We investigated the efficacy of a maxillary Jackson-Pratt (J-P) suction drain for preventing maxillary sinus hematoma and facial swelling after maxillary Le Fort I osteotomy (LF1).
We retrospectively evaluated 66 patients who underwent LF1 at a single institution. Of these, 41 had a J-P suction tube inserted in the mandible and maxilla (maxillary insertion), and 25 had a J-P drain inserted in the mandible only (no maxillary insertion). Facial CT was obtained before and 4 days after surgery. We compared mean midfacial swelling and maxillary sinus haziness by t test and examined correlations between bleeding amount and body mass index (BMI).
For the maxillary-insertion group, the ratio of total maxillary sinus volume to haziness (57.5 ± 24.2%) was significantly lower than in the group without maxillary drain insertion (65.5% ± 20.3; P = .043). This latter group, however, did not have a significantly greater midfacial soft tissue volume (7575 mm3) than the maxillary-insertion group (7250 mm3; P = .728). BMI did not correlate significantly with bleeding amount or facial swelling.
Suction drainage in the maxilla reduced maxillary sinus haziness after orthognathic surgery but did not significantly reduce midfacial swelling.
Postoperative complications of orthognathic surgery include bleeding, respiratory disorder, postoperative pain, soft tissue swelling, inflammatory reactions, infection, nausea, and vomiting . During a Le Fort I osteotomy, bone cuts are made in the maxillary sinus, which can result in maxillary sinus changes and bleeding . Blood accumulation and ischemia in the maxilla can lead to long-term inflammation .
The bleeding around the maxilla following a Le Fort I osteotomy needs to be reduced as much as possible to limit postoperative complications. An understanding of the anatomical structures related to the maxilla and a careful surgical approach can aid in achieving this goal. However, research is lacking on how to manage the maxillary sinus hematoma that can form after a maxillary osteotomy.

> WHAT THE TASK REQUIRES:
Duplicate the maxillary suction drain study text word for word.

> GIVEN ENTRIES:
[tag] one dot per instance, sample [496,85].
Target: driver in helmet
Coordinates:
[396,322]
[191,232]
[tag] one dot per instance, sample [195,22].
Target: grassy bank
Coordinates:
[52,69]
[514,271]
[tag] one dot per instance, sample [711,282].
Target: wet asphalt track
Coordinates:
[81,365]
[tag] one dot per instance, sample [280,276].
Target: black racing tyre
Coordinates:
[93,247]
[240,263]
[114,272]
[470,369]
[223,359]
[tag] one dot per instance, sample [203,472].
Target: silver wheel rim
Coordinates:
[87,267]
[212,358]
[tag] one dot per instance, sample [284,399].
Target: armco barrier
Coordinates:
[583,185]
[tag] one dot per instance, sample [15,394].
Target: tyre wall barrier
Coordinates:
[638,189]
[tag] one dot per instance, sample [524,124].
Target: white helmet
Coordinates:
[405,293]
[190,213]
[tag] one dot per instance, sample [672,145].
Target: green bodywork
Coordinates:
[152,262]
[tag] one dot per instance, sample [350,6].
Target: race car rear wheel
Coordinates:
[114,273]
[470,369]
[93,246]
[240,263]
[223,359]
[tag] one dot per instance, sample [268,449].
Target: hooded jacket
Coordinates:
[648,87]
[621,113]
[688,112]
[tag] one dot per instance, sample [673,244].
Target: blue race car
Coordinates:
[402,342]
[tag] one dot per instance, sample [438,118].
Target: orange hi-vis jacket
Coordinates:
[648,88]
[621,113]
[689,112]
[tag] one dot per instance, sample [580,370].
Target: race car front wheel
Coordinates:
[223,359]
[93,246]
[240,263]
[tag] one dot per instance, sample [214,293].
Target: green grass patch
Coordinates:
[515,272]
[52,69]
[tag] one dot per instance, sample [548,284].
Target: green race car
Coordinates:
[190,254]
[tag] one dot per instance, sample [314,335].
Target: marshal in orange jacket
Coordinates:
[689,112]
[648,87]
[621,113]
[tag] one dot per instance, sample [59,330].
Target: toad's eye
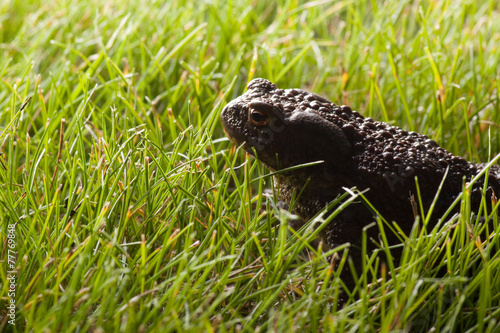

> OUTPUT FOR THIS EXERCISE:
We investigated the efficacy of a maxillary Jackson-Pratt (J-P) suction drain for preventing maxillary sinus hematoma and facial swelling after maxillary Le Fort I osteotomy (LF1).
We retrospectively evaluated 66 patients who underwent LF1 at a single institution. Of these, 41 had a J-P suction tube inserted in the mandible and maxilla (maxillary insertion), and 25 had a J-P drain inserted in the mandible only (no maxillary insertion). Facial CT was obtained before and 4 days after surgery. We compared mean midfacial swelling and maxillary sinus haziness by t test and examined correlations between bleeding amount and body mass index (BMI).
For the maxillary-insertion group, the ratio of total maxillary sinus volume to haziness (57.5 ± 24.2%) was significantly lower than in the group without maxillary drain insertion (65.5% ± 20.3; P = .043). This latter group, however, did not have a significantly greater midfacial soft tissue volume (7575 mm3) than the maxillary-insertion group (7250 mm3; P = .728). BMI did not correlate significantly with bleeding amount or facial swelling.
Suction drainage in the maxilla reduced maxillary sinus haziness after orthognathic surgery but did not significantly reduce midfacial swelling.
Postoperative complications of orthognathic surgery include bleeding, respiratory disorder, postoperative pain, soft tissue swelling, inflammatory reactions, infection, nausea, and vomiting . During a Le Fort I osteotomy, bone cuts are made in the maxillary sinus, which can result in maxillary sinus changes and bleeding . Blood accumulation and ischemia in the maxilla can lead to long-term inflammation .
The bleeding around the maxilla following a Le Fort I osteotomy needs to be reduced as much as possible to limit postoperative complications. An understanding of the anatomical structures related to the maxilla and a careful surgical approach can aid in achieving this goal. However, research is lacking on how to manage the maxillary sinus hematoma that can form after a maxillary osteotomy.